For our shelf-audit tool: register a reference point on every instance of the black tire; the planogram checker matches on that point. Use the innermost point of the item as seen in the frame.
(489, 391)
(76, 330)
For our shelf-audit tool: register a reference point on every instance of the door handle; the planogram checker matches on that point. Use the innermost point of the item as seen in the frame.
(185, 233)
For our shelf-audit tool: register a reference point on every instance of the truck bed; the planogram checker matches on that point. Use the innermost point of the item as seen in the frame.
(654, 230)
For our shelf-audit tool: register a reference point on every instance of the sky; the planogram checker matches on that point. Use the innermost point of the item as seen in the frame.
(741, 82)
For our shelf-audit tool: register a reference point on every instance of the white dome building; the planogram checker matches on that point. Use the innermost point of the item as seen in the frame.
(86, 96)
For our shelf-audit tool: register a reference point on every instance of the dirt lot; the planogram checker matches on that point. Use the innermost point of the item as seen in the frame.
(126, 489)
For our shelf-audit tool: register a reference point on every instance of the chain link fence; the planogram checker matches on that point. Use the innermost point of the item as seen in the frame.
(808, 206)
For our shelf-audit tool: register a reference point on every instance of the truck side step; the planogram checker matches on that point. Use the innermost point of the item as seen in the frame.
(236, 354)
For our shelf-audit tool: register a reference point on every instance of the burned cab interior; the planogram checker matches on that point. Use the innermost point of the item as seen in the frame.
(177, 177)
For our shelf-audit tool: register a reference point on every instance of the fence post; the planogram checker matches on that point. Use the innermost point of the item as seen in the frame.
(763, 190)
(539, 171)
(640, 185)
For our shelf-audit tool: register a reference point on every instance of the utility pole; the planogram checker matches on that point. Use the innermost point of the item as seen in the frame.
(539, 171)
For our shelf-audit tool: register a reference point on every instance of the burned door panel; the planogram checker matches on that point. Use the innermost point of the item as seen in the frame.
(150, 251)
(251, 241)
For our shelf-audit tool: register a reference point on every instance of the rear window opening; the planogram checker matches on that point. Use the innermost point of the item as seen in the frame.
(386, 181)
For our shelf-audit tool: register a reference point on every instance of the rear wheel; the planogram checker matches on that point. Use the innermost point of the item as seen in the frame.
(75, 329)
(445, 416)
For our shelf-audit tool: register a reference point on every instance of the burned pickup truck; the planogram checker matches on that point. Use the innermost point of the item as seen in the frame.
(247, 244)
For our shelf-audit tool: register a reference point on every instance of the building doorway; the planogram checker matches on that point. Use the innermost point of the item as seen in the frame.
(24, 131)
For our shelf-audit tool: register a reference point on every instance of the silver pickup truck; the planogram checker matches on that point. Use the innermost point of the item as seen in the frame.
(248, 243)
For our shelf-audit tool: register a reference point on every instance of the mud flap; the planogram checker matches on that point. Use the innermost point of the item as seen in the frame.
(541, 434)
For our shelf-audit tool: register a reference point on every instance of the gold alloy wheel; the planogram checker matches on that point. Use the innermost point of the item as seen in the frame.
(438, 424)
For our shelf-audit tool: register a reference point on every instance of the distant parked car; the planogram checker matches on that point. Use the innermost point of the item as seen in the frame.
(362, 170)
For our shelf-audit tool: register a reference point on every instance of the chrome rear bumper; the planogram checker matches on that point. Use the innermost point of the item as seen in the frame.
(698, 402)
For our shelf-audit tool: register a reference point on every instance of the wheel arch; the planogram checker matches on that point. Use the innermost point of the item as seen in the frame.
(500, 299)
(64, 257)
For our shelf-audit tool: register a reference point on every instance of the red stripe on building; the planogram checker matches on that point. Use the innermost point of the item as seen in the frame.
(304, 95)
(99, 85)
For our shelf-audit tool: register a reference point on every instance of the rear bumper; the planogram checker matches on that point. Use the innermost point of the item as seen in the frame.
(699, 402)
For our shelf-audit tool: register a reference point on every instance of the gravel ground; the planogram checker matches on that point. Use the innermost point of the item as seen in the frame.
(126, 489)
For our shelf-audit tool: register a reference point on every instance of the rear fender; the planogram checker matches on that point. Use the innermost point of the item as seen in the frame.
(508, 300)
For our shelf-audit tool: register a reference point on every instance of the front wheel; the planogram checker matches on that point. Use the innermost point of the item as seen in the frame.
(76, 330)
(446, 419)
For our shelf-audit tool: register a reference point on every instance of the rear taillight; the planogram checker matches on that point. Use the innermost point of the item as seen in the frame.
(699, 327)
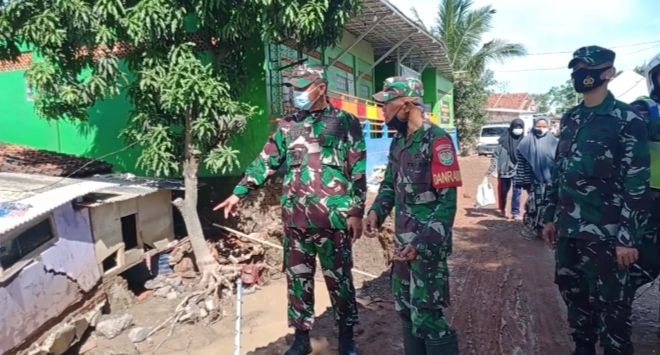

==================================================

The request :: Return every line in the records that contains the word "fence".

Worked answer ::
For our shelf-audit tool: register a reference point on every instance of the chain link fence; the planogram checker matches on that point. Use the innermost point of the item as seen in the frame.
For our shelf-audit tool: register a reference point on every instance of the fence post; the planogram checker matches on that point. Use the innermost point of the item as seen in the frame.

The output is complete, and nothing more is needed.